• [Material for this exercise]:
<<<<
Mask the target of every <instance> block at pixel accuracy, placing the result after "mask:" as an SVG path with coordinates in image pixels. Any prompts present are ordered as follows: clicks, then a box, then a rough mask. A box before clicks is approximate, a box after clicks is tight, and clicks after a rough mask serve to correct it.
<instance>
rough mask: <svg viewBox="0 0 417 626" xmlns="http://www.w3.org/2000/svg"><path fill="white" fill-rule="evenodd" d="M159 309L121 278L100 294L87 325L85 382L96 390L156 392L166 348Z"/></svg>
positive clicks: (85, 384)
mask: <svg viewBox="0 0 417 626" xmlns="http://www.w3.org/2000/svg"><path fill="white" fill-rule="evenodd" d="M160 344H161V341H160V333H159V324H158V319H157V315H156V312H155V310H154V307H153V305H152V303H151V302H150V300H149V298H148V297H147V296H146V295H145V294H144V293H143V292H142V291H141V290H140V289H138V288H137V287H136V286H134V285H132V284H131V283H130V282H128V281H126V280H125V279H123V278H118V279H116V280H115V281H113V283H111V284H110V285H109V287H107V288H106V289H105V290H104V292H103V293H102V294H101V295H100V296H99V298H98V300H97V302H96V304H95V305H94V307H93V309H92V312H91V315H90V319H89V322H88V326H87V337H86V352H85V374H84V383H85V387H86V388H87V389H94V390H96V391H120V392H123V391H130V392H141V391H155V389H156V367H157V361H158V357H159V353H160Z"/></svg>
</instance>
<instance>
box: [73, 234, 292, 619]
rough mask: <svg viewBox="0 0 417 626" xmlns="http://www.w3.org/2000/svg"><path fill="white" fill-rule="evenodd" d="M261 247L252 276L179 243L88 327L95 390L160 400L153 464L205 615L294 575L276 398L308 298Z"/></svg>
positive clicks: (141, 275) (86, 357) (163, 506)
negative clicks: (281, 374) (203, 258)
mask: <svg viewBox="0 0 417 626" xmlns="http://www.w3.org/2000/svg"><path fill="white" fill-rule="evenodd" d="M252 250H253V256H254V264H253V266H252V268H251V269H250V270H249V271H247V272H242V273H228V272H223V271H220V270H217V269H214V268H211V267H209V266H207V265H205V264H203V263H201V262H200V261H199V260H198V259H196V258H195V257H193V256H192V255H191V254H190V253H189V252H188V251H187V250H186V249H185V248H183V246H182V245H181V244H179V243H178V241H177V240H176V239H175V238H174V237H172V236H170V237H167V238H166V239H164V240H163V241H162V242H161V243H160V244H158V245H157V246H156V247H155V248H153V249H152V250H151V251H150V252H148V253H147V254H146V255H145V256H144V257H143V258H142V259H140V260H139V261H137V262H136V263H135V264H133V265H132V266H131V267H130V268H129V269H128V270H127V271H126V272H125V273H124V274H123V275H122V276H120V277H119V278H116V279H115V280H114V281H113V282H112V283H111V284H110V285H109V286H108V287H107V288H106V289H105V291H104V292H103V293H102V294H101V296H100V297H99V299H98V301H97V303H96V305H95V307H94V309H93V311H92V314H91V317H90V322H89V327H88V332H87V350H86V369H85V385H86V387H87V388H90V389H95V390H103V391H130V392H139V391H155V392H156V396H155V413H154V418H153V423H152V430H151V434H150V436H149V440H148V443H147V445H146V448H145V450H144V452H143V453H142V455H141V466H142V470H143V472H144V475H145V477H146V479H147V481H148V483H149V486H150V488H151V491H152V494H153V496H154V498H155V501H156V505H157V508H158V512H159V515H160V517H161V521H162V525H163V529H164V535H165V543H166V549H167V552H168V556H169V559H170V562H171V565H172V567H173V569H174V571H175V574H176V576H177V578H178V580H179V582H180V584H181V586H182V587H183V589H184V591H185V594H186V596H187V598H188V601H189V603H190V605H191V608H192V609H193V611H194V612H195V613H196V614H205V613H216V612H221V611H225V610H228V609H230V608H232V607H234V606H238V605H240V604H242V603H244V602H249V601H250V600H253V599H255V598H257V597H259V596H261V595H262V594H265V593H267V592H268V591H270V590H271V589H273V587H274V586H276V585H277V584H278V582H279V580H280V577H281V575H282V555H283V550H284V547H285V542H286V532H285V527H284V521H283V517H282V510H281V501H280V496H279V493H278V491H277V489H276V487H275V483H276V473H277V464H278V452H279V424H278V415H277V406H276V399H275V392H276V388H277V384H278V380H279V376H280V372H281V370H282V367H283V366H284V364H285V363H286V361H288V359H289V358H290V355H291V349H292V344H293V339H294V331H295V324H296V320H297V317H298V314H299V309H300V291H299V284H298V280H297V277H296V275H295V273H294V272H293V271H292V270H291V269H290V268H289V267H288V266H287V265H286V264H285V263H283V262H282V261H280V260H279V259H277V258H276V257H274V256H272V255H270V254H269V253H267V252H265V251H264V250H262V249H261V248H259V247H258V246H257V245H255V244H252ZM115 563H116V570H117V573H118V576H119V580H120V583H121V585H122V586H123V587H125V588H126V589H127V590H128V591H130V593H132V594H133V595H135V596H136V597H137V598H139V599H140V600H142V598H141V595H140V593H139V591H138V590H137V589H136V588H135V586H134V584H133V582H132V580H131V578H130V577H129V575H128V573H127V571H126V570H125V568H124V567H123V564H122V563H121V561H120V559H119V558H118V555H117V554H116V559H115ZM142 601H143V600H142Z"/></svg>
>>>>
• [Task to complete]: Filter the entries down to the lines containing "rough". Copy each of those lines.

• [Answer to this exercise]:
Mask the target of every <instance> block at pixel accuracy, placing the result after "mask:" as an SVG path with coordinates in image pixels. Any prompts present are ordered as follows: clicks, then a box, then a rough mask. A box before clicks is approximate, a box after clicks is tight, and clicks after a rough mask serve to correct it.
rough mask: <svg viewBox="0 0 417 626" xmlns="http://www.w3.org/2000/svg"><path fill="white" fill-rule="evenodd" d="M159 309L121 278L100 294L87 325L85 382L96 390L156 392L166 348Z"/></svg>
rough mask: <svg viewBox="0 0 417 626" xmlns="http://www.w3.org/2000/svg"><path fill="white" fill-rule="evenodd" d="M261 247L252 276L179 243L88 327L95 390L160 400L153 464L205 615L294 575L276 398L308 298Z"/></svg>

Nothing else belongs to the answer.